__Stated task A__
In the honey forum thread, substitute "containers" for "jars" and reproduce the part that opens with the words containing "## GregB (Dec" and closes with "guys call it.".
[Reading text start]
Indeed, then what I have is not an isolated incident.
Bubbly honey <> bad honey.


----------



## Cloverdale (Mar 26, 2012)

We did eat the honey, it was yummy.


----------



## Robert Holcombe (Oct 10, 2019)

GregV "Indeed, then what I have is not an isolated incident."

I believe I have experienced this issue. I called it slightly fermented honey. I gave out some jars asking for opinions. Everyone liked it, including me, some were addicted to it. This has even caused me to peruse and improve my understanding of honey crystallization, creamed honey processes and storage times for various forms of honey. Just beginning to catch on to the time of year that certain nectars produce quick crystallization around here. Also about to learn how to apply the Dyce method. Cyrstalization is driven by glucose to fructose ratios as noted by Dyce. 

I am searching to find out how good a hermetic seal is provided by beeswax. :scratch:


----------



## JWPalmer (May 1, 2017)

Greg, last year some of my honey developed pressure under the lid. No bubbles so to speak, but the honey had a slight tang to it. I thought it was pretty good and so did the folks that bought or were given jars of it. The water content was right at the borderline of 19% so I suspect that Robert's "slightly fermented honey" definition is indeed accurate. I have yet to have any of the honey here (tulip poplar) form crystals, even that which is now 3 years old, so I cannot speak to that part of it.


----------



## GregB (Dec 26, 2017)

I got more of such jars.
The one in the middle actually spilled out (honey no longer fits into the jar due to expansion).
One other one developed bubbles as soon as I screwed off the lid, (thus releasing the pressure and the bubbles came right up).
So yes - some kind of fermentation maybe going, but I don't sense much of anything - there is maybe some very slight "tang" as you guys call it.




















I think I may need to set this guys out into a hot car and let them liquefy and let the bubbles out.
I don't recall stuffing the jars so, very full that the honey would not fitting in them.


----------



## Skeggley (Jul 25, 2015)
[Reading text end]
[Supplied information start]
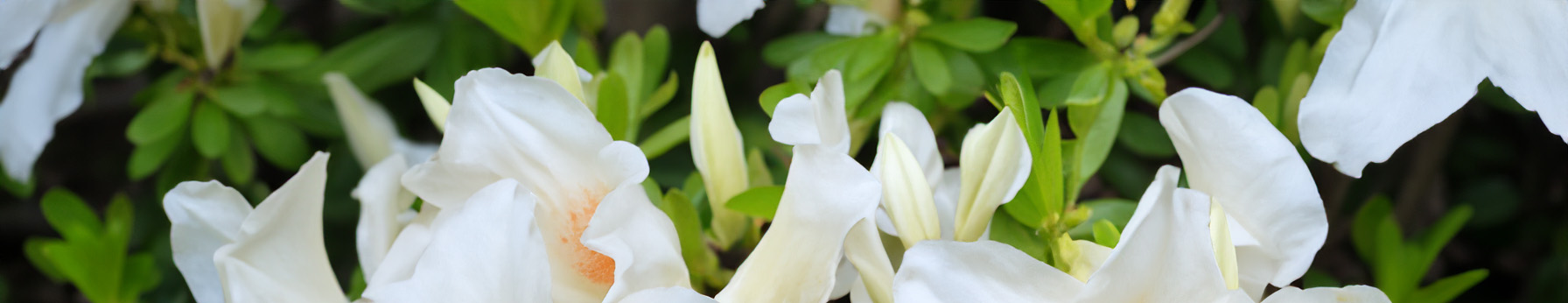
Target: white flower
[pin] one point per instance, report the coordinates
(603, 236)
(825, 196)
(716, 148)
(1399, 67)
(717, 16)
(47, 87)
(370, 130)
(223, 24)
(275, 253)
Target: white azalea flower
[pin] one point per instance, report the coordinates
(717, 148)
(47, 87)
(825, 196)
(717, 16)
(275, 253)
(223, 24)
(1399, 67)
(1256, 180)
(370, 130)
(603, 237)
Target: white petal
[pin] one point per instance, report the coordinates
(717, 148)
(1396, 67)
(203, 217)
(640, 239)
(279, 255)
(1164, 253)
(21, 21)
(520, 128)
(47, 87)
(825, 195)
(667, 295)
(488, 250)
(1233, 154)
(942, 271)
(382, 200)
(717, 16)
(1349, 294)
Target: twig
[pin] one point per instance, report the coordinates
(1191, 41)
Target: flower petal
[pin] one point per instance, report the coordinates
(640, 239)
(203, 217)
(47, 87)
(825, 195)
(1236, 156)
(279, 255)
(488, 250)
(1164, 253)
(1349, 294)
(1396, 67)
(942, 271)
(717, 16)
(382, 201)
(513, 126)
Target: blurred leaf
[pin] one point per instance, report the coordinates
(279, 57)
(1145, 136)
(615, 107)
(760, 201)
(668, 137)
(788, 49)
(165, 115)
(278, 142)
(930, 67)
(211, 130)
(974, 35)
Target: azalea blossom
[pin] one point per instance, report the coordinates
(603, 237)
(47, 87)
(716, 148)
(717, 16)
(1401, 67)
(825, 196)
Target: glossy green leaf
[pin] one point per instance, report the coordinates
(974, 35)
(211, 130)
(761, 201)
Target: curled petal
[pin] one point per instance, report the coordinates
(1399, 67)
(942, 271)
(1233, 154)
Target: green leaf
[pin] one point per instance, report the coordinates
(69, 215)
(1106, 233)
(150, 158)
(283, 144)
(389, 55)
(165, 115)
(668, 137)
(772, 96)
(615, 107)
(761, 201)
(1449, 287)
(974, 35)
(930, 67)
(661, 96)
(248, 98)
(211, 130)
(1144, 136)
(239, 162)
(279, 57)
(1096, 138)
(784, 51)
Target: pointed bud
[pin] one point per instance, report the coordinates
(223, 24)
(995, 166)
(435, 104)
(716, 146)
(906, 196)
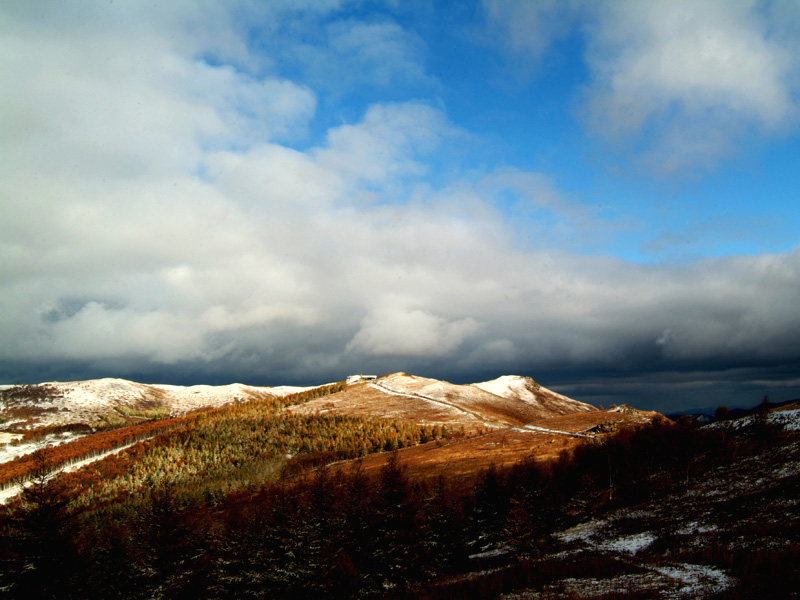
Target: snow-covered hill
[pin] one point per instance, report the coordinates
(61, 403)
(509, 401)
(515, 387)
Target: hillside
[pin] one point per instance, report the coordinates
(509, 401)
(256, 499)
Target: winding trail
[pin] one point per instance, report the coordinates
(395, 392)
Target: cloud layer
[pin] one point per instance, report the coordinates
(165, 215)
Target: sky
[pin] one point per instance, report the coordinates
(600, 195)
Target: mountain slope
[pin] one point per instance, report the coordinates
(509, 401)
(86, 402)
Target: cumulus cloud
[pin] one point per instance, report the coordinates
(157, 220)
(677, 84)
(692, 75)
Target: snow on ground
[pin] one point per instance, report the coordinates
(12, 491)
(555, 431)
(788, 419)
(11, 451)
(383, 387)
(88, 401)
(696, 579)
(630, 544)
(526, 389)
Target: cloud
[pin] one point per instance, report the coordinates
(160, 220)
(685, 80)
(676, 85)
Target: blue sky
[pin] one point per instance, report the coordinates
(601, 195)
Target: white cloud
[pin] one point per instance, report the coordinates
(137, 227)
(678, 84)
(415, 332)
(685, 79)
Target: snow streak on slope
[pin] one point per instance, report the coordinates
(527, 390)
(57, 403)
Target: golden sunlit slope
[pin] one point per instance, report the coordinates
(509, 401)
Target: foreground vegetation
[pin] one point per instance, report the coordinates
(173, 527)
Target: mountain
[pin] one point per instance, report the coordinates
[Supplied information end]
[Supplied information start]
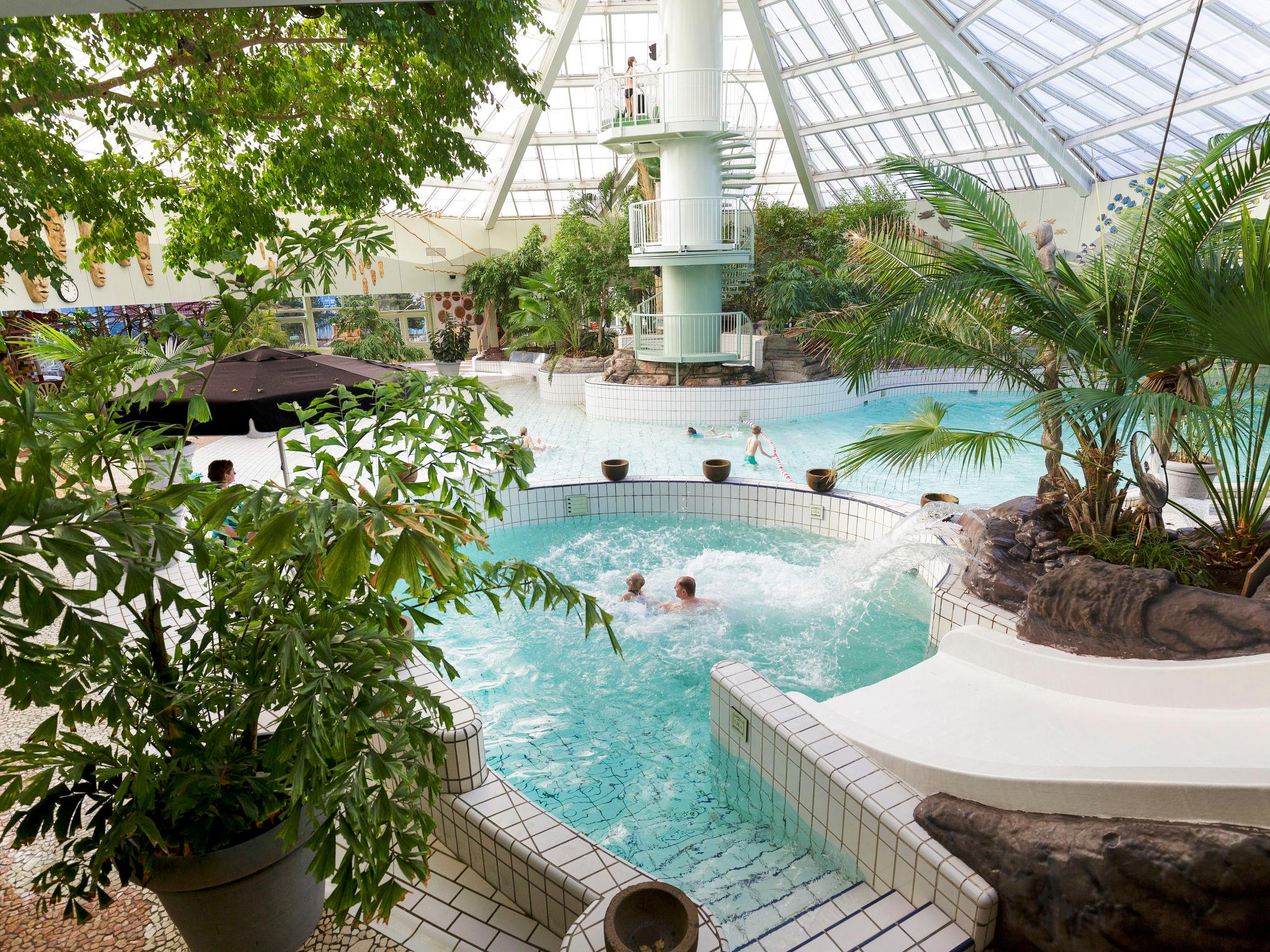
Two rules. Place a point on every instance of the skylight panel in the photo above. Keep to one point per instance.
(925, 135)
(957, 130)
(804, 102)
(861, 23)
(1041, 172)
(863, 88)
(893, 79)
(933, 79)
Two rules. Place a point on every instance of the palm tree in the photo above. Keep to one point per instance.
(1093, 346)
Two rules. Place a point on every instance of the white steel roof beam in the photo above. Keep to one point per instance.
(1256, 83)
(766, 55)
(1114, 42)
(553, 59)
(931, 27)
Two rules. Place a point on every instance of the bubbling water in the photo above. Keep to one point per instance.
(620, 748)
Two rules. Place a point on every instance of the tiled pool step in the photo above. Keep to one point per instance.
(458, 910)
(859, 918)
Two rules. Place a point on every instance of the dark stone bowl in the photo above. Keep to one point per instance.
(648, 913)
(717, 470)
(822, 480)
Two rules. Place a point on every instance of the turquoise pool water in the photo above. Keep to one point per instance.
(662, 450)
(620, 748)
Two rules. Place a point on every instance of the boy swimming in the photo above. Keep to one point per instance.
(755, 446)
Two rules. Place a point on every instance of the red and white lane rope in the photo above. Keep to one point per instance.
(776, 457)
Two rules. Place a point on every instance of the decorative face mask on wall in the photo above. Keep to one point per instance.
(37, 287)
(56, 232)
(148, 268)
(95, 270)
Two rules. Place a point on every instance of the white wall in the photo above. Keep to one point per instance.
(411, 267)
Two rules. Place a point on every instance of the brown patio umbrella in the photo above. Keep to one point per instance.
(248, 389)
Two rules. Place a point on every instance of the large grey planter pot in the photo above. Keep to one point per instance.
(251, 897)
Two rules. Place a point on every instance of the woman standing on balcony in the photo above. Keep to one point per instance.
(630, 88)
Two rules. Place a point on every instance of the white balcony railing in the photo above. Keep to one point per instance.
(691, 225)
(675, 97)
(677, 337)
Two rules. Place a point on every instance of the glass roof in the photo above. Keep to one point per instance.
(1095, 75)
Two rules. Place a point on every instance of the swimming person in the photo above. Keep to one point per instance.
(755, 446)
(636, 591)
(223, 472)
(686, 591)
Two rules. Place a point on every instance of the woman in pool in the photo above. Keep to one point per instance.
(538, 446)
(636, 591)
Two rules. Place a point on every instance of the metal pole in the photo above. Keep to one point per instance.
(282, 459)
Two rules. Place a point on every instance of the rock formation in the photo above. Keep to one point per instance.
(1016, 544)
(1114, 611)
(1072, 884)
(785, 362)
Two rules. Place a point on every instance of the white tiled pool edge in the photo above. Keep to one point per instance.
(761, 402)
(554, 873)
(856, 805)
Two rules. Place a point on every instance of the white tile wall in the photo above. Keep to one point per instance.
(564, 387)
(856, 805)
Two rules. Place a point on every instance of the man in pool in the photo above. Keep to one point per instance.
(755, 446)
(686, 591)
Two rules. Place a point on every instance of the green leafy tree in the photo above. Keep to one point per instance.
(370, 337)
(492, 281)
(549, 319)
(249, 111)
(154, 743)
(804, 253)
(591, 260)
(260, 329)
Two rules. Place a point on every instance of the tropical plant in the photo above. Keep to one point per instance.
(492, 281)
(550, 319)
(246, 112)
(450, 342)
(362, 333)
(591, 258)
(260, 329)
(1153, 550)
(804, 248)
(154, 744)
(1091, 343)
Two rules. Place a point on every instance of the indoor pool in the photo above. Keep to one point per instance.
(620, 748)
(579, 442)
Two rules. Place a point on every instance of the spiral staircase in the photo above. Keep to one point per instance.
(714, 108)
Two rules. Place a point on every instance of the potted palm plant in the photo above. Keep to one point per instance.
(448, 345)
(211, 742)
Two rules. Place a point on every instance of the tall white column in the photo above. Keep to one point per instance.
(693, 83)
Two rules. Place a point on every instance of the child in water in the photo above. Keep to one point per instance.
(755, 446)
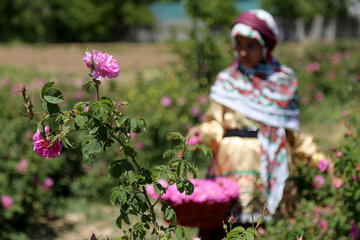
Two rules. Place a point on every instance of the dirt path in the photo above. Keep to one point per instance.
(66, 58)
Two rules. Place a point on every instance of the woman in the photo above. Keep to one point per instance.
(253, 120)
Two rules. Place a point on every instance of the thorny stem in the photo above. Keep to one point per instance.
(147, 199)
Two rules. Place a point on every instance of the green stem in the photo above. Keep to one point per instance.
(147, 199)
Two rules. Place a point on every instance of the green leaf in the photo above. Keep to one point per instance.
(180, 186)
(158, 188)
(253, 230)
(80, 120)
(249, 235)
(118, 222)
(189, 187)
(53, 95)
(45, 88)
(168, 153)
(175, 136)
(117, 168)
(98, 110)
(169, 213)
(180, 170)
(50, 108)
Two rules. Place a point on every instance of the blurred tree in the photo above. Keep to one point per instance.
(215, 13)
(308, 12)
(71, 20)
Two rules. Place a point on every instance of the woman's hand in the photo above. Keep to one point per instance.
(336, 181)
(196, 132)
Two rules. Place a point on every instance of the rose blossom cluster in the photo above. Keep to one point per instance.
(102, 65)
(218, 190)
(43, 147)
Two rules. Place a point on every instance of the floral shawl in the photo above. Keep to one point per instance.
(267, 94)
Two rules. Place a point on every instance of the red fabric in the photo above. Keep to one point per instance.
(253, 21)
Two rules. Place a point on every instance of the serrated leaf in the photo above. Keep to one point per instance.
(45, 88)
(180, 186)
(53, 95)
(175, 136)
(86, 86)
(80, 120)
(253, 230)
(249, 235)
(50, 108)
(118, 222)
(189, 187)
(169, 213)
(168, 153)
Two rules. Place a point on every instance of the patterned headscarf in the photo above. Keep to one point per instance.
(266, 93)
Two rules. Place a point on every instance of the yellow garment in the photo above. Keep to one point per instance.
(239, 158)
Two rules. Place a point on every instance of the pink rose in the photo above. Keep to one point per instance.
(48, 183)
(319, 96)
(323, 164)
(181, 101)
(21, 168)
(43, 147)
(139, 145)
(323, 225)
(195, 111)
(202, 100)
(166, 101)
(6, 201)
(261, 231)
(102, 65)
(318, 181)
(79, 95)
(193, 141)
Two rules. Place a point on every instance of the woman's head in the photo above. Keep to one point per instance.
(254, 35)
[Supplied information end]
__Stated task B__
How many lines in the entries contain the word "mountain"? Give only the number.

__Final result A__
## GregB (Dec 26, 2017)

I got more of such containers.
The one in the middle actually spilled out (honey no longer fits into the jar due to expansion).
One other one developed bubbles as soon as I screwed off the lid, (thus releasing the pressure and the bubbles came right up).
So yes - some kind of fermentation maybe going, but I don't sense much of anything - there is maybe some very slight "tang" as you guys call it.

__Final result B__
2